**Short exercise A:**
Answer these questions about the forum discussion on reverb:
(i) Which reverb does the first writer say they would start using if they had a Lexicon 480?
(ii) In the post signed JR, what can confound null tests?
(iii) According to the last post, null tests are solid only for what kind of systems?
**Short exercise B:** Translate this sentence from the forum discussion on reverb into Spanish: "Null tests can be confounded by delay/phase shift between stems being compared that may or may not be of consequence for subjective evaluations."
**Short exercise C:** Write a continuation of the forum discussion on reverb, starting from the point where it stops.

**Excerpted text:**
╭──

A really really really small and tiny percentage of the 7,800,000,000 do, it's still a big number for you or anyone else to say there's a "general people opinion or experience", that was the point.

I was clear in saying I totally respect living sounds opinion, and I totally respect yours.
Just because you have that opinion it doesn't mean it's the "General opinion" of others, and it's not

I couldn't care less about hardware or plugins, I personally use both, and as more time goes the less I miss any hardware unit.
And I actually think in a lot of regards Protools mixing and plugins sound much better.
Specially in the Reverb domain I don't use or care any longer for my old rack gear or the gear I had in the big studio I worked in, neither did the quality of my work got worse, on the contrary I think it just got better
This is my personal opinion as an Engineer, the fact that is different than yours means no disrespect, we can disagree,
I respect you as I told before, hope you are able to respect others people experiences and opinions also.

I don't have a Lexicon 480, I used one for many years, but If I had one I would sell it straight away and start to use the Relab 480
 
abbey road d enfer said:
Hey gents! This is going nowhere. No dick contests here.
People are entitled to their opinions. Where I don't agree is when there's no evidence given, or when this evidence is questionable.
I have no religion about analog vs. digital or hardware vs. software, and I'm ready toaccept any preference, as long as it is substantiated.

Unfortunately, in these cases the only way to assess it is by ear. I think someone did a null test with the 480L connected digitally and the modulation turned off, and couldn't get them to null. But it might have been parameter related. Absence of evidence is not evidence of absence, of course.

I have done so many tests where the proof ultimately was in the process and the results only. I'm convinced that what may seem to be rather small things to some or even numerically may still matter very much for the end result, due to the nature of psychoacoustics. For instance, I think we should be less concerned about static harmonic distortion and more about changes to phase and impulse response.
 
A reverb is an effect, so unclear what kind of objective benchmarks exist.

Null tests can be confounded by delay/phase shift between stems being compared that may or may not be of consequence for subjective evaluations.

Party on...

JR
 
living sounds said:
I think someone did a null test with the 480L connected digitally and the modulation turned off, and couldn't get them to null. But it might have been parameter related.
I could have predicted that easily. Any minor - we're talking ppm's there - in the clock frequency or phase results in displaced samples. A null test of two copies of a same signal but played back through two different hardware systems will show significant differences, even when the two systems are sync'ed. Null tests are solid only for causal systems. Recording + playback is not a causal system.

╰──

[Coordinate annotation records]
╭──

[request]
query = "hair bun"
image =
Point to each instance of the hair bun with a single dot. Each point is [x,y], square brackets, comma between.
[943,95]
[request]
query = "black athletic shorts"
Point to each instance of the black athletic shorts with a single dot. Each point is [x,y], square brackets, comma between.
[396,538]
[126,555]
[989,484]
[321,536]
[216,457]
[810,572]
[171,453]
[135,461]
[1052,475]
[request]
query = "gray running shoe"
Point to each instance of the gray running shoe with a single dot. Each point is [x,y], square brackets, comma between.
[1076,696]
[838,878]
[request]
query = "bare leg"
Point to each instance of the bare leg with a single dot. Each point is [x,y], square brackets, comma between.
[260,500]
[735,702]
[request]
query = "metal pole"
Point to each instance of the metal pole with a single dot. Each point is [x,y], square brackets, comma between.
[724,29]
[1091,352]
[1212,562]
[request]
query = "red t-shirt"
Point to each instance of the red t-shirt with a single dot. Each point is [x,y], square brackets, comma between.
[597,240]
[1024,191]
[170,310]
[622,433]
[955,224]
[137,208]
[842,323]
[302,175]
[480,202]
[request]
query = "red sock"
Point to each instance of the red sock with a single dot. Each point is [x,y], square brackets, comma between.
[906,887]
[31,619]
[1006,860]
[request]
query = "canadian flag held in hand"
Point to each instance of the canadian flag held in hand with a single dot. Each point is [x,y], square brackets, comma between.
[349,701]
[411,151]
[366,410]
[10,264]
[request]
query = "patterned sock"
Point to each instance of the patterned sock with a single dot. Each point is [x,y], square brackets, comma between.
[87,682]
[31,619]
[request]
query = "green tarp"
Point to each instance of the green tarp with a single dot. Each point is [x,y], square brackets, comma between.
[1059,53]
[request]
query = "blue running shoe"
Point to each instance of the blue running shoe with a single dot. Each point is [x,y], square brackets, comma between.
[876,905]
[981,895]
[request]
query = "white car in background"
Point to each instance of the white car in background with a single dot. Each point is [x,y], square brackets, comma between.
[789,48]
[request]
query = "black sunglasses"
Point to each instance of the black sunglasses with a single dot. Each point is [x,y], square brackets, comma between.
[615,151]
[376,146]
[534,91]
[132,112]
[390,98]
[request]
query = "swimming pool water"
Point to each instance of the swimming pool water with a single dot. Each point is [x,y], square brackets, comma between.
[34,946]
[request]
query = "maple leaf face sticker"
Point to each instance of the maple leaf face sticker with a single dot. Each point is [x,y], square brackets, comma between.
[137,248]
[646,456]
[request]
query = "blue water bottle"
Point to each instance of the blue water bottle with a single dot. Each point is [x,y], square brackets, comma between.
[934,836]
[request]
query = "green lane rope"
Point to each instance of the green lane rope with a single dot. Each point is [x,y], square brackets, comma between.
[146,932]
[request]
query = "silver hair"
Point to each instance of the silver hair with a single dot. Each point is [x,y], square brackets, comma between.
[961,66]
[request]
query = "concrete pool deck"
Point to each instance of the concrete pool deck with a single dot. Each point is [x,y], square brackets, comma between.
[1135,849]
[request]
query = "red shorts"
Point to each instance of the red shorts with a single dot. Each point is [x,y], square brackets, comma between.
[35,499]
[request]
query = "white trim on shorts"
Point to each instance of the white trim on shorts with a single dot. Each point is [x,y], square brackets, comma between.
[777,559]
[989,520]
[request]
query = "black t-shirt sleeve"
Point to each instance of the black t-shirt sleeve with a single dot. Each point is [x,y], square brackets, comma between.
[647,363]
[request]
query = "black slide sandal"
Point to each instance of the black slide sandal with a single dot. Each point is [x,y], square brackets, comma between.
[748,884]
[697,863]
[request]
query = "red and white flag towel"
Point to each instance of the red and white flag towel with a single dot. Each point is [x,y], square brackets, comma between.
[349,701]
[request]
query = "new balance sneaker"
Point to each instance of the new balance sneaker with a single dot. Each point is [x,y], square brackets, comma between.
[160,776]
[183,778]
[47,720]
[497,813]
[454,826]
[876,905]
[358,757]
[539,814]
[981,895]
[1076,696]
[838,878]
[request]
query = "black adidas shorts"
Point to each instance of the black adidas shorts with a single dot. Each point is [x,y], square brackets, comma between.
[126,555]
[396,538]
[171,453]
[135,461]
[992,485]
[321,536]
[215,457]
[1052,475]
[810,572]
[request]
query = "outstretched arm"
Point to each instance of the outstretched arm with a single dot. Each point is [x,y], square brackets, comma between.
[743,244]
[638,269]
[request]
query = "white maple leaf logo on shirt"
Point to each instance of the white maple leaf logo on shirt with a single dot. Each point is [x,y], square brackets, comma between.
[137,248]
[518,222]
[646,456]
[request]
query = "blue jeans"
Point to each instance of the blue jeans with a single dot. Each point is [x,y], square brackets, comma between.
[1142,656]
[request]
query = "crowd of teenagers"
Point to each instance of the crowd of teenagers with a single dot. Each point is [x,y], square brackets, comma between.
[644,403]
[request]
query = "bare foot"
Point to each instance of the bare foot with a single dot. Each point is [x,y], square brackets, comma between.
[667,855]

╰──

**Exercise answer A:**
(i) The Relab 480.
(ii) Delay/phase shift between the stems being compared.
(iii) Causal systems.

**Exercise answer B:** Las pruebas de nulo pueden verse confundidas por el retardo o el desfase entre las pistas que se comparan, lo cual puede o no tener consecuencias para las evaluaciones subjetivas.

**Exercise answer C:**
I have done so many tests where the proof ultimately was in the process and the results only. I'm convinced that what may seem to be rather small things to some or even numerically may still matter very much for the end result, due to the nature of psychoacoustics.
Not only psychoacoustics. there are real differences between a fixed-point and a floating-point system running the very same algorithms.

For instance, I think we should be less concerned about static harmonic distortion
I wopuldn't know how to measure THD in a reverb, except in bypass.  :)

and more about changes to phase and impulse response.
That's what a reverb does, changing IR. Some change IR better than others...
[/quote] I
 
abbey road d enfer said:
I wopuldn't know how to measure THD in a reverb, except in bypass.  :)

Well, I wasn't talking about reverb here. Same for the impulse response. This was relating to my experience with DACs, where changing minute details about the reconstruction filter, seemingly at either end of the audible spectrum, have a massive effect on perception. I generally see a tendency to focus on certain easily measureable standard parameters (like THD, frequency response) while discounting others, which may have a much more important effect psychoacoustically.
 
Why I don't get about stuff like the hardware Lex. 480, is how is a DSP from the 80s in any way superior to what we have now?
 
abbey road d enfer said:
Why is a Stradivari considered superior to any modern violin?
Not apples to apples... and in principle a modern violin could easily be superior to a Stradivarius, but much harder to be sold for as much.

Speaking of DSP,  circa 80s DSP technology is likely much inferior to modern technology but mainly in metrics like processor speed, data and instruction path width.  SO porting over 1980s DSP code to a new processor will make no difference.  ::)

For some reason scarcity and age make some things more attractive to collectors (like that violin). I'm old and scarce but not in higher demand.

JR
 
abbey road d enfer said:
Why is a Stradivari considered superior to any modern violin?

Are you seriously comparing a fine violin to a 40 year old computer? It's not even in the same league, there are things that get better with age, like wine, computers do not...
 
user 37518 said:
Why I don't get about stuff like the hardware Lex. 480, is how is a DSP from the 80s in any way superior to what we have now?

Nobody said that a DSP from the 80s is superior to what we have now. DSPs are not responsible for the sound in the first place, it´s the algorithms mostly and a little bit the analog hardware (AD/DA). As long as a DSP´s horsepower is enough to calculate a given algorithm then it´s good enough, no matter when it´s been made. What counts in the end is how it sounds.

The OP mentioned some cheap lexicons before and how they sound thin. Yes they do, I made the same experience with the MX series. Their DSP is most likely a lot more powerful than a 480 or 200/224 DSP. It doesn´t help them to sound as good as the old Lexicons do.

Did you ever hear a EMT250? Now that´s a very old DSP. It sounds great, though. One of the best reverbs ever.

I sold my 480 when I heard the Bricasti M7. MUCH more DSP horsepower involved and different algorithms. Both translated into better sound for me, at least different for others. I kept the 300 because I preferred it over the 480.
 
user 37518 said:
Are you seriously comparing a fine violin to a 40 year old computer? It's not even in the same league, there are things that get better with age, like wine, computers do not...
No, i'm comparing a 300 yo instrument with modern ones. There have been very serious academic studies that resulted in producing modern violins that sounded at least as good as Stradivari. When the people who had judged them as good learnt that they were modern instruments, they wanted to change their vote.
I'm suggesting that a similar process is at work in the comparison between vintage and new reverbs.
Blind test is the word. Indeed making the settings as close as possible to each other is an almost impossible and daunting task.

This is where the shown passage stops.